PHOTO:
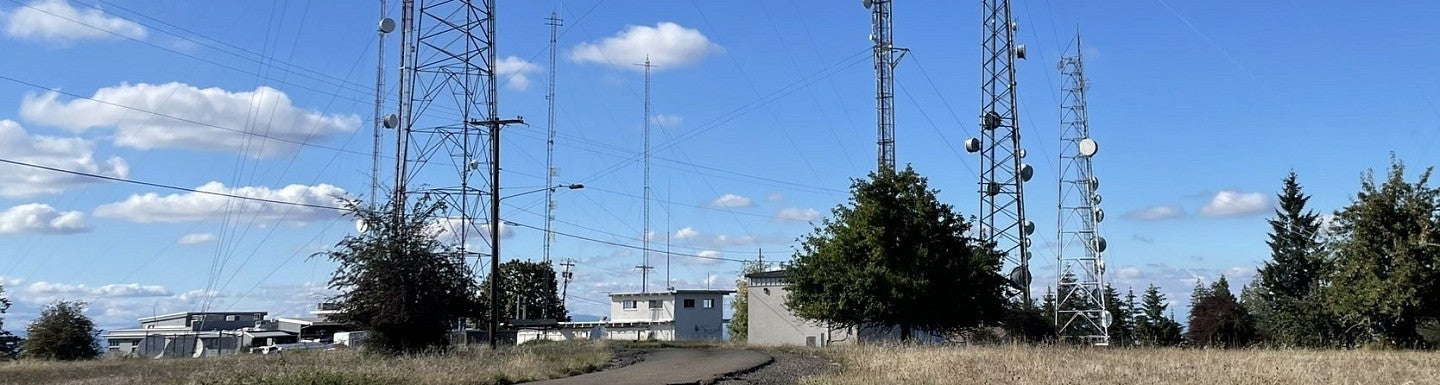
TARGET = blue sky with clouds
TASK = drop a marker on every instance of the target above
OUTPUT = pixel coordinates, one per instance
(762, 114)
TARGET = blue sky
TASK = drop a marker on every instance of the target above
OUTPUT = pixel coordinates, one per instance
(763, 111)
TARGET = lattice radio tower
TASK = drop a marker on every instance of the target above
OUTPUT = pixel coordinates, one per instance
(1002, 173)
(1080, 312)
(887, 56)
(448, 113)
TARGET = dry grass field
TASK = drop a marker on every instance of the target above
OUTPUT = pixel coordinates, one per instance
(1089, 366)
(330, 368)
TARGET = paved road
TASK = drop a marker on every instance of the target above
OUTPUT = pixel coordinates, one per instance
(666, 366)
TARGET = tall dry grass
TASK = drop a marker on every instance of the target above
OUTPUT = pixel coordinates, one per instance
(1093, 366)
(317, 366)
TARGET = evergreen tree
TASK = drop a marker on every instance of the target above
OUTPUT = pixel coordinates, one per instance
(62, 333)
(1152, 328)
(740, 306)
(1217, 319)
(527, 291)
(896, 257)
(1288, 309)
(1386, 280)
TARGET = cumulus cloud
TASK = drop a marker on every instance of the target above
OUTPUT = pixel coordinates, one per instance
(707, 257)
(1236, 204)
(77, 155)
(666, 45)
(261, 123)
(732, 201)
(797, 215)
(514, 72)
(198, 238)
(1157, 214)
(686, 234)
(58, 22)
(210, 204)
(39, 218)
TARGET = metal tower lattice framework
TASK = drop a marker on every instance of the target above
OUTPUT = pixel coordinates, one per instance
(1002, 173)
(887, 56)
(1080, 309)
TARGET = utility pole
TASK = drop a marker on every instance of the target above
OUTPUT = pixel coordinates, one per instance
(887, 56)
(1002, 175)
(644, 267)
(1079, 254)
(549, 150)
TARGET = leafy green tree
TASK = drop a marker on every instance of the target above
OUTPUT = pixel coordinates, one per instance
(62, 333)
(1288, 309)
(527, 290)
(399, 281)
(1386, 280)
(1217, 319)
(896, 257)
(9, 343)
(740, 306)
(1152, 328)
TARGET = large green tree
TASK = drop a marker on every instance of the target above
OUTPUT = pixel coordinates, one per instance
(62, 333)
(1217, 319)
(399, 281)
(740, 306)
(1288, 310)
(1152, 328)
(1386, 279)
(527, 291)
(896, 255)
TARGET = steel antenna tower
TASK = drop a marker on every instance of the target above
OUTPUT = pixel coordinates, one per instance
(1080, 309)
(887, 56)
(1002, 173)
(644, 266)
(555, 22)
(448, 114)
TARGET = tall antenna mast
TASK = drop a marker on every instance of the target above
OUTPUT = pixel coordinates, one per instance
(645, 267)
(549, 150)
(1080, 312)
(385, 28)
(448, 55)
(1002, 175)
(887, 58)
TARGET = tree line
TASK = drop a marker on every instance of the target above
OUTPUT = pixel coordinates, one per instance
(896, 257)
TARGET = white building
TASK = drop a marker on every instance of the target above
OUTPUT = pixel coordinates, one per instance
(677, 315)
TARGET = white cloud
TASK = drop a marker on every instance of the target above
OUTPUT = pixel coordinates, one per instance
(707, 257)
(1157, 214)
(58, 22)
(514, 72)
(51, 152)
(39, 218)
(1236, 204)
(797, 215)
(667, 120)
(686, 234)
(198, 238)
(667, 45)
(732, 201)
(259, 123)
(190, 206)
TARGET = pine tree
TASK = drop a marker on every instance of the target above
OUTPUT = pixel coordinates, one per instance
(1288, 309)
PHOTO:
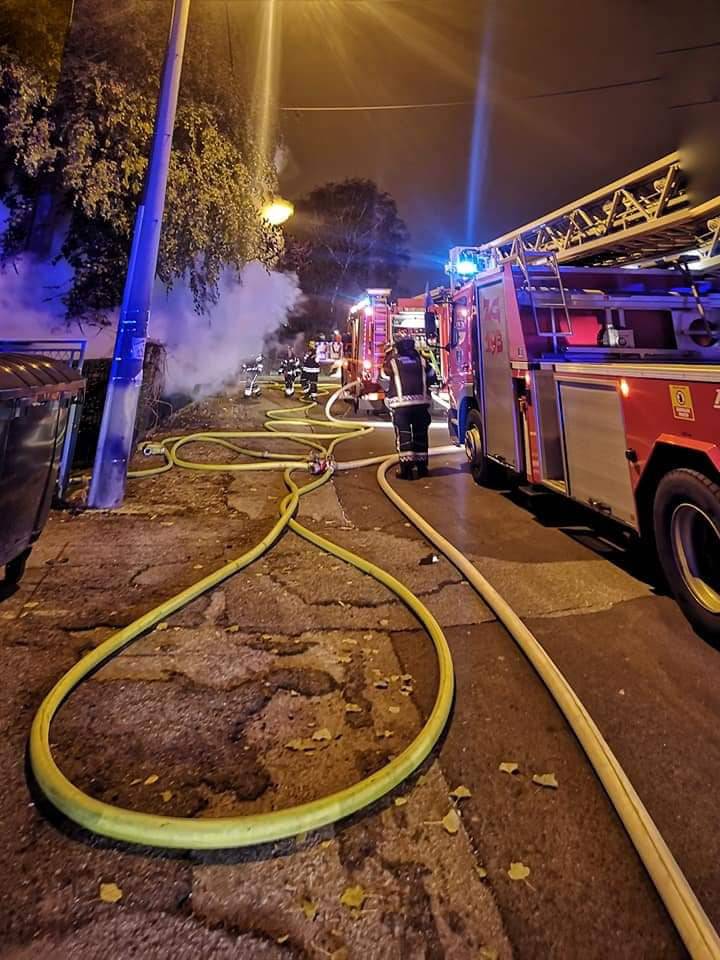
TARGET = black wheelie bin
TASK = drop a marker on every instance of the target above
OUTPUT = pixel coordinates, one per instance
(35, 398)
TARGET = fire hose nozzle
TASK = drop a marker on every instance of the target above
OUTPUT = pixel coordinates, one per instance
(153, 450)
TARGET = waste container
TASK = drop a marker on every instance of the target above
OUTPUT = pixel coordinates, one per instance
(36, 394)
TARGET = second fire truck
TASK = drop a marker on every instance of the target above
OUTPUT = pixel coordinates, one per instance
(578, 365)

▶ [PROBLEM TO WORK ON] Each line in the records above should be reproduced exactly; images are not copied.

▶ [ANSWER TO THE EXERCISE]
PHOTO:
TARGET = blue sky with clouds
TASK = drop a marker on every instance of the target above
OUTPUT = pixel coordinates, one per instance
(762, 114)
TARGET = blue sky
TASK = drop a marker on every instance of the target above
OUTPUT = pixel coordinates, one per instance
(763, 111)
TARGET = lattice radio tower
TASK = drop a marker on every instance of the target above
OUTPUT = pixel coordinates, one per instance
(1002, 173)
(1080, 312)
(887, 56)
(448, 113)
TARGET = dry grass field
TASK = drop a marker on every instance of the target above
OUTPUT = pixel coordinates, one per instance
(1089, 366)
(330, 368)
TARGET = paved road
TASK = drop a marker on every instance of the target above
OUTPUT = pixel coordinates, one per instance
(666, 366)
TARGET = tall dry grass
TASK = drop a marker on every instance of the target above
OUTPUT = pixel coordinates, one per instance
(1093, 366)
(317, 366)
TARGET = evergreen tree
TASK = drop a marker on every instance of the target above
OUTPUT = pixel coordinates, one per instance
(62, 333)
(1152, 328)
(740, 306)
(1217, 319)
(527, 291)
(896, 257)
(1288, 309)
(1386, 280)
TARGET = cumulus cloud
TASK = drop a marker on every instance of the target above
OUTPUT = pixel coordinates, one per instance
(707, 257)
(1236, 204)
(77, 155)
(666, 45)
(261, 123)
(732, 201)
(797, 215)
(514, 72)
(198, 238)
(1157, 214)
(686, 234)
(58, 22)
(210, 204)
(39, 218)
TARGET = metal tower lattice framework
TASK = drop a marker on every instance of the target above
OUTPUT = pixel coordinates, one per instance
(1002, 173)
(887, 56)
(1080, 309)
TARGET = utility pole
TASK = drop a marker on every instance of the target above
OUTPUT = pixel coordinates, one per instance
(887, 56)
(1002, 175)
(644, 267)
(1079, 254)
(549, 150)
TARGET = leafy green tree
TASK = drop a marker on every instance of the target above
OUTPUT = pixel coordinates, one per instance
(62, 333)
(1288, 309)
(527, 290)
(399, 281)
(1386, 280)
(1217, 319)
(896, 257)
(9, 343)
(740, 306)
(1152, 328)
TARGET = large green tree
TASK = drop a marker on every instance of the target above
OUTPUT = pixel coordinates, one per instance
(62, 333)
(1217, 319)
(399, 281)
(740, 306)
(1288, 310)
(1152, 328)
(1386, 279)
(527, 291)
(896, 255)
TARGET = steel antenna tower
TASK = drop a marker on every instance of the target above
OUTPUT = pixel coordinates, one per instance
(1080, 309)
(887, 56)
(1002, 173)
(644, 266)
(555, 22)
(448, 114)
TARGET = tall antenna mast
TASK = drop a marker on every instance of the target above
OUTPUT = pixel coordinates, one per instance
(645, 267)
(549, 150)
(1080, 312)
(385, 28)
(448, 55)
(1002, 175)
(887, 58)
TARGET = tree line
TASK = drop a marker on every instance of the target above
OUTPUT = pixel coordinates, one per instance
(896, 257)
TARGET = white building
TASK = drop a marker on every instance of the target above
OUTPUT = pixel coordinates, one per instance
(677, 315)
TARGET = white cloud
TASK = drop a marker on every instance of the target above
OUTPUT = pixel coordinates, one per instance
(707, 257)
(1157, 214)
(58, 22)
(514, 72)
(51, 152)
(39, 218)
(1236, 204)
(797, 215)
(667, 120)
(686, 234)
(198, 238)
(667, 45)
(732, 201)
(259, 123)
(190, 206)
TARGET = pine tree
TASK = drop a marker on every instance of the target above
OUTPUT = pixel coordinates, one per instance
(1288, 309)
PHOTO:
TARGET = black wheelie bin
TASK = drop a marker on every instance of the target above
OUTPUT = pixel coordinates, one per instance
(35, 398)
TARGET = fire hose nozzle
TASK = drop a marker on every instance of the target above
OUTPUT = pixel coordinates, one per instance
(153, 450)
TARGET = waste container
TASK = drop a marker on every instance of the target above
OUTPUT = pixel coordinates, one per instance
(36, 394)
TARGET = second fire truck
TASK = drop a marker on every instance of the target above
OUTPUT = pixel coordinates, one per instance
(578, 365)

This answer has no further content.